[Natural language region descriptions]
╔══
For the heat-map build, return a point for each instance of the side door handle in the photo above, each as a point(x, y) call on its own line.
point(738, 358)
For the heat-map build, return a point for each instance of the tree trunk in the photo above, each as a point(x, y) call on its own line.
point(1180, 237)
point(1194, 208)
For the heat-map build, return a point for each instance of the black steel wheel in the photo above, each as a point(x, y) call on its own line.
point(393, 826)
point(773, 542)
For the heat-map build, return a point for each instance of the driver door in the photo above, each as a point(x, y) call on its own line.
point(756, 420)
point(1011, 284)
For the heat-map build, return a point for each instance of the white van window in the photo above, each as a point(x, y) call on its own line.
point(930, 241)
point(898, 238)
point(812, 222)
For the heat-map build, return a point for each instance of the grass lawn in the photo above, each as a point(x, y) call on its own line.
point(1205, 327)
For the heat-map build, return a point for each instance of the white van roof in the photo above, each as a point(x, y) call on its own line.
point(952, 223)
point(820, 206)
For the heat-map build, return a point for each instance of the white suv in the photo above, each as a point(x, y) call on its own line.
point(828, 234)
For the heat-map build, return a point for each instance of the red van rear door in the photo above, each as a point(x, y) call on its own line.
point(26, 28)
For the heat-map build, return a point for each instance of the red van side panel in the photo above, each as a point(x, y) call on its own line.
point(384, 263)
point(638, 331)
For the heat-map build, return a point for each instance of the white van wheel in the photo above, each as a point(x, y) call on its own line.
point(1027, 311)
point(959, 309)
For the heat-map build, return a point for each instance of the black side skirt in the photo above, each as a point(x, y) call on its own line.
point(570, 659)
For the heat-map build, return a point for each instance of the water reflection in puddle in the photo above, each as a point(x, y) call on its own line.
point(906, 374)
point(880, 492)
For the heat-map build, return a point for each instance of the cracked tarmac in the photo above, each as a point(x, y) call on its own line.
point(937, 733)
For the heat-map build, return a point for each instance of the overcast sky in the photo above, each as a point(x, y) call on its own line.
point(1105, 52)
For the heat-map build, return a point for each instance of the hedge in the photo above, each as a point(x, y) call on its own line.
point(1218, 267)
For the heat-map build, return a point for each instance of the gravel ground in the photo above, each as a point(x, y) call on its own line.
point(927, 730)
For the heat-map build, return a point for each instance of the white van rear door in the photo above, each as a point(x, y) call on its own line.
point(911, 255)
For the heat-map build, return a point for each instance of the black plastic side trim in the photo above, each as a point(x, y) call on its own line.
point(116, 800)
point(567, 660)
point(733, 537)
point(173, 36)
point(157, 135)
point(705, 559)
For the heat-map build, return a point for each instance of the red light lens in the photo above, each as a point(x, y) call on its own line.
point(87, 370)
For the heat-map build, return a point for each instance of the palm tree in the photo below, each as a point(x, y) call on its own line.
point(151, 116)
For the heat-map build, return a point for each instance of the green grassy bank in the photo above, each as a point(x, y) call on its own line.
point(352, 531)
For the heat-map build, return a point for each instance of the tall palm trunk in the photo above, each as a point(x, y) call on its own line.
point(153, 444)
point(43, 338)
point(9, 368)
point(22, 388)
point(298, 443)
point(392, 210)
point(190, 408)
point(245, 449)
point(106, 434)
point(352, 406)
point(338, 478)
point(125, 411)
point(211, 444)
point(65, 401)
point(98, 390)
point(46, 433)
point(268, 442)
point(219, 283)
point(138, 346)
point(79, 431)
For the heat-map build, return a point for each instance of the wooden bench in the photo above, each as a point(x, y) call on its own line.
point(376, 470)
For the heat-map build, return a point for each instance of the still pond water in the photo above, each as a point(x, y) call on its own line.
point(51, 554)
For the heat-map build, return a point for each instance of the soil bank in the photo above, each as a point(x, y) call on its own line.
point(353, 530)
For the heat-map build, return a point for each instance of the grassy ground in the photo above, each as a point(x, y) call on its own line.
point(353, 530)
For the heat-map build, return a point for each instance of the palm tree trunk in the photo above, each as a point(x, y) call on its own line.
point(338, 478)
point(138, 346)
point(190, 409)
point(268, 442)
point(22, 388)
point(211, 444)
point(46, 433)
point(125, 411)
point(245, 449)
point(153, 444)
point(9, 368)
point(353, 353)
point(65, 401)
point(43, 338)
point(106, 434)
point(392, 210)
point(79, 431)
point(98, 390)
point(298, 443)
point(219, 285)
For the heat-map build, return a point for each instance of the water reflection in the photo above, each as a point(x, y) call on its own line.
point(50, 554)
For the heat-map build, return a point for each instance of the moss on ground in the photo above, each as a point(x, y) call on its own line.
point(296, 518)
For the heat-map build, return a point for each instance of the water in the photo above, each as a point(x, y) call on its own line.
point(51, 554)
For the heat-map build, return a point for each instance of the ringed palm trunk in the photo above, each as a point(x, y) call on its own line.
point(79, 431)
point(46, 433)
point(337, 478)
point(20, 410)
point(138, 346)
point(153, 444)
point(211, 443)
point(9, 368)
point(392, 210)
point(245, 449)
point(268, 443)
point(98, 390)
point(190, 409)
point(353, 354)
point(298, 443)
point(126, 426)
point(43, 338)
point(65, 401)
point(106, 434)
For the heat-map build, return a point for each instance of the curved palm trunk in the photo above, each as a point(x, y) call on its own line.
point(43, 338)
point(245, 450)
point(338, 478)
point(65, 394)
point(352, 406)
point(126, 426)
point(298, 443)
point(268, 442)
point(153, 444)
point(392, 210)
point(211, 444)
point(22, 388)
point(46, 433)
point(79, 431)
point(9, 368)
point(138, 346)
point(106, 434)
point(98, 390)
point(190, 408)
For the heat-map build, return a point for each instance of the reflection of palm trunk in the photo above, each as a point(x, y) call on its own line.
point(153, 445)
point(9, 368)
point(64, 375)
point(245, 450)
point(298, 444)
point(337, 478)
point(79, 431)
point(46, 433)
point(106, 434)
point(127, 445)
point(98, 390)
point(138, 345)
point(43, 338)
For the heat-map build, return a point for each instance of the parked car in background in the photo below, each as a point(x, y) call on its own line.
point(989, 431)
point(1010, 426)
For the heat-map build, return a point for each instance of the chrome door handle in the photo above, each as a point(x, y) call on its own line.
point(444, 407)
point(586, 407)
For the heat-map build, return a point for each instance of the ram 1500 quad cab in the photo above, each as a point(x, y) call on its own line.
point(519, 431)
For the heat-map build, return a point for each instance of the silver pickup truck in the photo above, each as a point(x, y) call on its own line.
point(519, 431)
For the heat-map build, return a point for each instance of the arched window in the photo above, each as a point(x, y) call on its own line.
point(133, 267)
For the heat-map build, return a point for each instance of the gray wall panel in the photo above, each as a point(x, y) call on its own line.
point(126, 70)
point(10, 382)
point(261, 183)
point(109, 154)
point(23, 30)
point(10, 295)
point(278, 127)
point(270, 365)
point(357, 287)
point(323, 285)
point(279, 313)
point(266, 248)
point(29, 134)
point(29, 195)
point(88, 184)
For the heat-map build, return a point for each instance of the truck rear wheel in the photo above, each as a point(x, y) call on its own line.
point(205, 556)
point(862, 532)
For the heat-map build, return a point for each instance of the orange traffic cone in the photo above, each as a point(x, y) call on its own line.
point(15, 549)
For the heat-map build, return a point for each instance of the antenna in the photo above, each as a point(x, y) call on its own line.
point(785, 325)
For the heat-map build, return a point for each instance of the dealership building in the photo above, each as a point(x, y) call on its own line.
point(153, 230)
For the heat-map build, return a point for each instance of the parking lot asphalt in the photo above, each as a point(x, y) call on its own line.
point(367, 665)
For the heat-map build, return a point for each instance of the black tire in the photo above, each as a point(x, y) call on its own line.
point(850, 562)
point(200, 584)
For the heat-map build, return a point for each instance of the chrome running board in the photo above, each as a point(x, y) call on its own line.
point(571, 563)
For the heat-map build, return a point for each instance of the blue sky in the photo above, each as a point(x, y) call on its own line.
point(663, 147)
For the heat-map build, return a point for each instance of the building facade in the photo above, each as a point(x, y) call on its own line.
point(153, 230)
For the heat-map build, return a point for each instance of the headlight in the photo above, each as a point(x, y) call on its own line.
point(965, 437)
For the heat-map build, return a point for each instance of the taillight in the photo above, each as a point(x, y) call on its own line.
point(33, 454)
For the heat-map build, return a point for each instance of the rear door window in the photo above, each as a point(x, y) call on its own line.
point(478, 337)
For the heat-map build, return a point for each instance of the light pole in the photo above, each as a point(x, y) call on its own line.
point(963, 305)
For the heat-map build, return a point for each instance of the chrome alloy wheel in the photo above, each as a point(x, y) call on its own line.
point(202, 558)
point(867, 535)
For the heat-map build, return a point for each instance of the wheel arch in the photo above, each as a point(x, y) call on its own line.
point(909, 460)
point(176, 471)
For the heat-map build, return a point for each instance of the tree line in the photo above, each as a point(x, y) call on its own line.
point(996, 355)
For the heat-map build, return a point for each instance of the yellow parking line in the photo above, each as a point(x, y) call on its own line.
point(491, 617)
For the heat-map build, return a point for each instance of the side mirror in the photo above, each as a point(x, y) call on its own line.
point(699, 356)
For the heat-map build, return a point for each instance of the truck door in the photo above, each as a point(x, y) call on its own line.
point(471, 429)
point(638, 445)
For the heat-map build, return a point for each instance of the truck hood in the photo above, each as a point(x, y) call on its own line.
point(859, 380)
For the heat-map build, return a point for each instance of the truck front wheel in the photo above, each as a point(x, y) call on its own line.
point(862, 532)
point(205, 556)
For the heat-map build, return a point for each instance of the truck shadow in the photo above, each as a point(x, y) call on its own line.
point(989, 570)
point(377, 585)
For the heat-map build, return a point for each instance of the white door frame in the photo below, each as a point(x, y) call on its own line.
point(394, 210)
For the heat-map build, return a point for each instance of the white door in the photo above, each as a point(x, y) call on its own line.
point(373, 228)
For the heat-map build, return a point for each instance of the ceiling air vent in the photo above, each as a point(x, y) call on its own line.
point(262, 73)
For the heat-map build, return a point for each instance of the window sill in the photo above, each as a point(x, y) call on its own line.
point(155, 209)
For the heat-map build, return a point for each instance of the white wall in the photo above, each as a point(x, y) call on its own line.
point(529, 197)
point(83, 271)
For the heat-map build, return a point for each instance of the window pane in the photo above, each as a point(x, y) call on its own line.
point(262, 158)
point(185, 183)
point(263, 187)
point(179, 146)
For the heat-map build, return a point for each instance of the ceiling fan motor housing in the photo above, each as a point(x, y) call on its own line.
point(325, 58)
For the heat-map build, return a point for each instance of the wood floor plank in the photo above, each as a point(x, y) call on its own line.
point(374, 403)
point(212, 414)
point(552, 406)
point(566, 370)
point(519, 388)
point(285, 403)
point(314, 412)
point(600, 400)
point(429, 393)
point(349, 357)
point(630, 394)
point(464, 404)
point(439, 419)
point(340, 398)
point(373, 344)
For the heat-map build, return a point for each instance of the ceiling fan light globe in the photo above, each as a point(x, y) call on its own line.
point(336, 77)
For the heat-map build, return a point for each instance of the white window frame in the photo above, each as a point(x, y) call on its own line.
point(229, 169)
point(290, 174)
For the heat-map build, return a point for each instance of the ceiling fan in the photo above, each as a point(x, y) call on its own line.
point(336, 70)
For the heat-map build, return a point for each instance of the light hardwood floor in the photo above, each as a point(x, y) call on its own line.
╚══
» Work to be completed:
Your answer must be the line holding "the wood floor" and every later line of the entries above, written out exactly, and nothing else.

» Solution for this problem:
For the heat-map build, return a point for each instance of the wood floor plank in the photo above, each as a point(x, y) call on its own line.
point(374, 403)
point(212, 414)
point(552, 406)
point(566, 370)
point(519, 388)
point(285, 403)
point(314, 412)
point(600, 400)
point(429, 393)
point(349, 357)
point(630, 394)
point(464, 404)
point(439, 419)
point(340, 398)
point(373, 344)
For the heat-map build, return a point for each instance of the ceiling fan light globe in the photo above, each as a point(x, y) call on its own line.
point(336, 77)
For the heat-map build, return a point for each instance of the white window frame in the photo above, each as a point(x, y) call on its own line.
point(229, 169)
point(290, 174)
For the heat-map build, return a point for each instance of the ceiling fan in the photo above, each as a point(x, y) call on its own line.
point(336, 70)
For the heat-map build, return a point for each instance of the light hardwood floor in the photo above, each as a point(x, y) call on its own line.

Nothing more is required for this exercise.